In the case of Commonwealth v. Cleary, on page 39 of 148 Pa., on page 1112 of 23 Atl., the Supreme Court of that state said:

"Where, upon a subsequent trial, the witness is dead, or beyond the jurisdiction of the court, there seems no good reason why his testimony taken upon the former trial, and clearly proved, should not be admitted. To deny this right would in many instances seriously interfere with the administration of justice, if not wholly defeat it. The defendant is not injured in such case, because he has been brought face to face with the witness, and has cross-examined him when the testimony was taken. In Brownv. Commonwealth, 73 Pa. 321 [13 Am. Rep. 740], it appeared that on the preliminary hearing before the committing magistrate, the defendant and his counsel being present, witness was examined whose testimony was taken down by defendant's counsel, and, the witness having died before the trial, the notes of his evidence, proved by the counsel under oath, were offered in evidence, objected to and admitted. It was contended that by the Constitution of this state the defendant was entitled to meet the witness face to face. It was held by this court in an elaborate opinion by Chief Justice Read that the notes of the hearing before the magistrate were properly admitted. The question was so elaborately discussed in that case that no further reference to it is needed." *10

In the case of Lucas v. State, 96 Ala. 51, 11 So. 216, the Supreme Court of Alabama said:

"At a preliminary examination of the defendant Dock Tilley was examined as a witness by the state, and his testimony was reduced to writing. On the trial, after the indictment, Dock Tilley was absent, and, against the objections of the defendant, his testimony as given on the preliminary examination was admitted against him. The rule in such cases is that if a witness dies, or becomes insane, or has gone beyond the jurisdiction of the state permanently, or for such an indefinite time that his return is merely contingent or conjectural, the testimony of such witness may be proven on a subsequent trial. Pruitt v. State [92 Ala. 41], 9 So. 406; 1 Greenl. Ev. (14th Ed.) par. 163, and notes; Lowe v. State, 86 Ala. 52, 5 So. 435; South v. State,86 Ala. 617, 6 So. 52; Perry v. State, 87 Ala. 30, 6 So. 425. "

*Exercise task A*:
Answer these questions from the excerpt on admitting former testimony:
(i) In Brown v. Commonwealth, who took down the witness's testimony at the preliminary hearing?
(ii) Who wrote the opinion in Brown v. Commonwealth?
(iii) In Lucas v. State, which witness was absent at the trial?
*Exercise task B*: Recast the quoted paragraph beginning "At a preliminary examination of the defendant" from the excerpt on admitting former testimony as a short list of its main facts.
*Exercise task C*: Continue the excerpt on admitting former testimony, starting right after its final sentence.

[Source records]
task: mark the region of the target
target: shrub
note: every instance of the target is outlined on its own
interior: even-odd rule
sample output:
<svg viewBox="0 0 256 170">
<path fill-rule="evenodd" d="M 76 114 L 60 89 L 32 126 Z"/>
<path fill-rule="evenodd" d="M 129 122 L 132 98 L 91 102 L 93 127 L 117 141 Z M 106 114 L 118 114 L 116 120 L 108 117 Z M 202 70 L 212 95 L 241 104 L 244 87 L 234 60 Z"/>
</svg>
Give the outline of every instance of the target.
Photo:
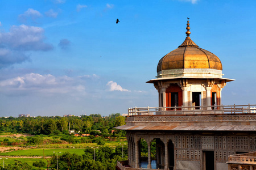
<svg viewBox="0 0 256 170">
<path fill-rule="evenodd" d="M 46 163 L 43 162 L 41 160 L 40 160 L 39 162 L 36 161 L 35 162 L 33 163 L 33 166 L 34 166 L 34 167 L 38 167 L 41 168 L 42 167 L 44 167 L 45 165 L 46 165 Z"/>
</svg>

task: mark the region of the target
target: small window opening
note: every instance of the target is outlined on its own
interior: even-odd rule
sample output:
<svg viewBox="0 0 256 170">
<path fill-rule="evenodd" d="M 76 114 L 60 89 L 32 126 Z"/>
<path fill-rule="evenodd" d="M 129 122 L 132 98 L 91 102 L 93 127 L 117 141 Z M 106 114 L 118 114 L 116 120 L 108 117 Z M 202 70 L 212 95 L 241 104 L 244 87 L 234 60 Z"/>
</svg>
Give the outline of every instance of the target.
<svg viewBox="0 0 256 170">
<path fill-rule="evenodd" d="M 177 92 L 171 93 L 171 107 L 174 107 L 175 106 L 179 106 L 179 99 Z"/>
<path fill-rule="evenodd" d="M 193 106 L 200 106 L 201 103 L 201 92 L 192 92 L 192 103 Z M 196 109 L 200 109 L 200 107 L 196 107 Z"/>
</svg>

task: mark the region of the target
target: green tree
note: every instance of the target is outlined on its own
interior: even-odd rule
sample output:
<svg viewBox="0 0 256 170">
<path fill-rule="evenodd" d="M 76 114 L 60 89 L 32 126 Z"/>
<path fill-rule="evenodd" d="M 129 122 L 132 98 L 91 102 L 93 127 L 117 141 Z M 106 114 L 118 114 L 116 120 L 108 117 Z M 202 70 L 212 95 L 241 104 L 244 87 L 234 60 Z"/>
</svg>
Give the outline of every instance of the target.
<svg viewBox="0 0 256 170">
<path fill-rule="evenodd" d="M 85 159 L 82 162 L 82 170 L 107 170 L 107 167 L 102 163 L 92 159 Z"/>
<path fill-rule="evenodd" d="M 54 155 L 51 159 L 52 167 L 57 168 L 56 155 Z M 82 169 L 82 156 L 76 153 L 73 154 L 65 152 L 58 156 L 58 168 L 60 169 L 80 170 Z"/>
<path fill-rule="evenodd" d="M 115 126 L 116 127 L 125 125 L 125 117 L 120 116 L 115 118 Z"/>
<path fill-rule="evenodd" d="M 32 167 L 27 163 L 22 162 L 20 160 L 14 160 L 14 164 L 9 164 L 5 169 L 7 170 L 31 170 Z"/>
</svg>

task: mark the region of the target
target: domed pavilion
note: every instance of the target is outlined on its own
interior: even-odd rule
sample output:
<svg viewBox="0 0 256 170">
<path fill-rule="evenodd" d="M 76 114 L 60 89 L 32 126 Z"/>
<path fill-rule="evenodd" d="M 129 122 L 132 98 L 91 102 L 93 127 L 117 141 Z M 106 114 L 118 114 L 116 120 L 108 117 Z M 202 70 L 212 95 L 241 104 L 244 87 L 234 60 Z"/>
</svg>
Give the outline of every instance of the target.
<svg viewBox="0 0 256 170">
<path fill-rule="evenodd" d="M 117 169 L 255 170 L 256 159 L 231 155 L 256 151 L 255 105 L 222 104 L 222 90 L 234 80 L 222 78 L 219 58 L 191 40 L 188 19 L 187 30 L 185 41 L 160 60 L 156 78 L 147 82 L 158 91 L 158 107 L 129 108 L 126 125 L 117 128 L 126 131 L 128 143 L 128 160 Z"/>
</svg>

*Task result A*:
(i) The defendant's counsel.
(ii) Chief Justice Read.
(iii) Dock Tilley.

*Task result B*:
- At the defendant's preliminary examination, the state examined Dock Tilley as a witness, and his testimony was reduced to writing.
- Tilley was absent at the trial after the indictment.
- Over the defendant's objections, his testimony from the preliminary examination was admitted against the defendant.
- Under the governing rule, a witness's testimony may be proven at a subsequent trial if the witness:
  - dies,
  - becomes insane, or
  - has left the state permanently, or for so indefinite a time that his return is merely contingent or conjectural.
- The rule rests on Pruitt v. State, Greenleaf on Evidence, Lowe v. State, South v. State, and Perry v. State.

*Task result C*:
In the case of State v. Walton, 53 Or. 562, 99 P. 433, the Supreme Court of Oregon said:

"The Constitution (section 11, art. 1) provides that in all criminal prosecutions the accused shall have the right `to meet the witnesses face to face,' and it is contended that the admission of the testimony of the witnesses Johnson and Hogeboom, given on the former trial of the accused, was an infringement of this right. The Constitution of the United States, and of most states of the Union, contains similar provisions, and the general, if not the universal, holding of the courts is that their essential purpose is to secure to an accused the right of cross-examination, and, if he has once enjoyed that right, no constitutional privilege is violated by the admission of the testimony of such a witness, who is dead or absent from the state, at a subsequent trial. Underhill, Crim. Ev. § 255; 2 Wigmore, Ev. § 1397; State v. Nelson, 68 Kan. 566, 75 P. 505;People v. Dowdigan, 67 Mich. 95, 38 N.W. 920; State v. Byers,16 Mont. 565, 41 P. 708; Territory v. Evans, 2 Idaho (Hasb.) 651, 23 P. 232, 7 L.R.A. 646; Marler v. State, 67 Ala. 55, 42 Am. Dec. 95; State v. McO'Blenis, 24 Mo. 402, 69 Am. Dec. 435; Statev. King, 24 Utah, 482, 68 P. 418, 91 Am. St. Rep. 808 (note, 61 Am. St. Rep. 886)."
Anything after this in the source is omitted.